*** STUDY MATERIAL ***

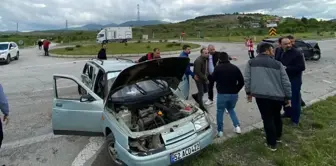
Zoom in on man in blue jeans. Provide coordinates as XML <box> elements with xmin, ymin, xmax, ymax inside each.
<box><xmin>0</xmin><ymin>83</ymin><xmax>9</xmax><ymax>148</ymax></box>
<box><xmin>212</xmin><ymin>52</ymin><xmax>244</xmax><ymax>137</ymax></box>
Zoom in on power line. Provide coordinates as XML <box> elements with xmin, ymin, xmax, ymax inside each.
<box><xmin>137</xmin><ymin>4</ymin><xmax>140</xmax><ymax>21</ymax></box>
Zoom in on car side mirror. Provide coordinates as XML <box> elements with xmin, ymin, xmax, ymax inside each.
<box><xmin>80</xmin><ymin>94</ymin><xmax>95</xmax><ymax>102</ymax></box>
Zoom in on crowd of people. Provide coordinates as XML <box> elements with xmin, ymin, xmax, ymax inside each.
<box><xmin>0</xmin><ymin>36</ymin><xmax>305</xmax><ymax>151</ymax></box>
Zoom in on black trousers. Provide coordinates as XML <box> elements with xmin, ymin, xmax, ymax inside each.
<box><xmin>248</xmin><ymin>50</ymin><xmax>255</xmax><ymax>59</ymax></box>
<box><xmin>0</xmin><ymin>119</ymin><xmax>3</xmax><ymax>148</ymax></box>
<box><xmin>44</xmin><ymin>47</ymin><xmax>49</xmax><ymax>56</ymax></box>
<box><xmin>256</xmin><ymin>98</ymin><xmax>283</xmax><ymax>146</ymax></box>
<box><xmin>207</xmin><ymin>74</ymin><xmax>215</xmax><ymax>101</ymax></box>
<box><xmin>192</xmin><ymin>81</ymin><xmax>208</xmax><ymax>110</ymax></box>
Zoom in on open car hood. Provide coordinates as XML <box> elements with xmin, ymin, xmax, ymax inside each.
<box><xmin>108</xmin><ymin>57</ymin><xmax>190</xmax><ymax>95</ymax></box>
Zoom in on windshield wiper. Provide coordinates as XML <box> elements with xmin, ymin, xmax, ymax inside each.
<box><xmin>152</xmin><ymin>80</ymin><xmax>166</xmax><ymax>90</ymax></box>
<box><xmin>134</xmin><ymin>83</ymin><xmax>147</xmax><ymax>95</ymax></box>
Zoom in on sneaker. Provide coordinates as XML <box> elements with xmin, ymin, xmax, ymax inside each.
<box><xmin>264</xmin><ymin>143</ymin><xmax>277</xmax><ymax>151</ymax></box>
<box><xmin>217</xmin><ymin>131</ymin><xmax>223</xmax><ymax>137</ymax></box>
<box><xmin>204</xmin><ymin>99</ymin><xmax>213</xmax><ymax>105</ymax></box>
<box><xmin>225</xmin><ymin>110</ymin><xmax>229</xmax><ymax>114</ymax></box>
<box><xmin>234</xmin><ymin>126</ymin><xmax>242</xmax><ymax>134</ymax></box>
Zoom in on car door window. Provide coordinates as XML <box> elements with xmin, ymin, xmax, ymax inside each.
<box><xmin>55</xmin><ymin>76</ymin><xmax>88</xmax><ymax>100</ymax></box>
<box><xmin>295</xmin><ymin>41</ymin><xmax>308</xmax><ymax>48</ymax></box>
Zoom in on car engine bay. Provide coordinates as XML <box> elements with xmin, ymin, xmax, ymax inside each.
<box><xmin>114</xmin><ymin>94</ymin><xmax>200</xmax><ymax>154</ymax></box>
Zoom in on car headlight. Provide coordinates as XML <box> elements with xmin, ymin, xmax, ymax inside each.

*** End of STUDY MATERIAL ***
*** STUDY MATERIAL ***

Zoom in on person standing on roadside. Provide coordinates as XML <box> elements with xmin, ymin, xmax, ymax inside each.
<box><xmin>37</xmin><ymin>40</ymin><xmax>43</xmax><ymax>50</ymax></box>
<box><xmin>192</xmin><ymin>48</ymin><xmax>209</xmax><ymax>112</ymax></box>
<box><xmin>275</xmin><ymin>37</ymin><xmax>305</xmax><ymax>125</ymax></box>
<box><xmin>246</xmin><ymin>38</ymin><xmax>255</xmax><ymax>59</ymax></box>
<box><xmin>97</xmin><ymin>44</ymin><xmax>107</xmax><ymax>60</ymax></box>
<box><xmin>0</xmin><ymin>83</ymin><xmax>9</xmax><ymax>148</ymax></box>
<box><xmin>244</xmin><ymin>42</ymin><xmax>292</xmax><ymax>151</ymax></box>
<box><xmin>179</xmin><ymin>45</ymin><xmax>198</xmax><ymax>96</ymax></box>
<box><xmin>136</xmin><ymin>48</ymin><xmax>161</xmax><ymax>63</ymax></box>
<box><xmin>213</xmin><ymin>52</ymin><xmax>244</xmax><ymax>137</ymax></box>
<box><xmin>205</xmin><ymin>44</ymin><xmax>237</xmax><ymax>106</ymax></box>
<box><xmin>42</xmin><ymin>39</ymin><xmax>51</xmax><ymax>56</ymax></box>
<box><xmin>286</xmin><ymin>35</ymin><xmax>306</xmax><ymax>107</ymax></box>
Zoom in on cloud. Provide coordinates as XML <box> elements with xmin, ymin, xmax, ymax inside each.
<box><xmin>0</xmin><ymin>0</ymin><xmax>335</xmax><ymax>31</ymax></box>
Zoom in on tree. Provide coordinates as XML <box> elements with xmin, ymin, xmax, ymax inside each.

*** End of STUDY MATERIAL ***
*** STUDY MATERIAL ***

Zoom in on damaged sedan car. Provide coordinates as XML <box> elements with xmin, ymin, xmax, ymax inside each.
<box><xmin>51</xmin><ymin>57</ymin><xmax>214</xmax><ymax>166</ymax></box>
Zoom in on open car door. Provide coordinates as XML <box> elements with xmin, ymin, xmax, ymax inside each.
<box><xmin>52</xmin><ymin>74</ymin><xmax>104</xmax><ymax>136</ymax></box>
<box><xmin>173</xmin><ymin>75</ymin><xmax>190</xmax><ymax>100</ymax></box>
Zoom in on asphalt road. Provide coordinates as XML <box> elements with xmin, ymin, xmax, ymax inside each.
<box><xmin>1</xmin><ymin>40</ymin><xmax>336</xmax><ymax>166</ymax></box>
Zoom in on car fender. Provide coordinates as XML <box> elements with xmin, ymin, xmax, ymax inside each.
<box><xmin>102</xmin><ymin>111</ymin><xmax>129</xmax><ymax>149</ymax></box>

*** End of STUDY MATERIAL ***

Only the lines above starting at the one containing "Zoom in on cloud." and ending at the one containing "Zoom in on tree.", both included, are to be returned, exactly as they read.

Zoom in on cloud. Provide coordinates as XML <box> elements with xmin, ymin, xmax, ymax inside each.
<box><xmin>0</xmin><ymin>0</ymin><xmax>335</xmax><ymax>31</ymax></box>
Zoom in on tree. Provide coordinates as XML <box> elements with xmin, ymin, xmax, ymax inside each.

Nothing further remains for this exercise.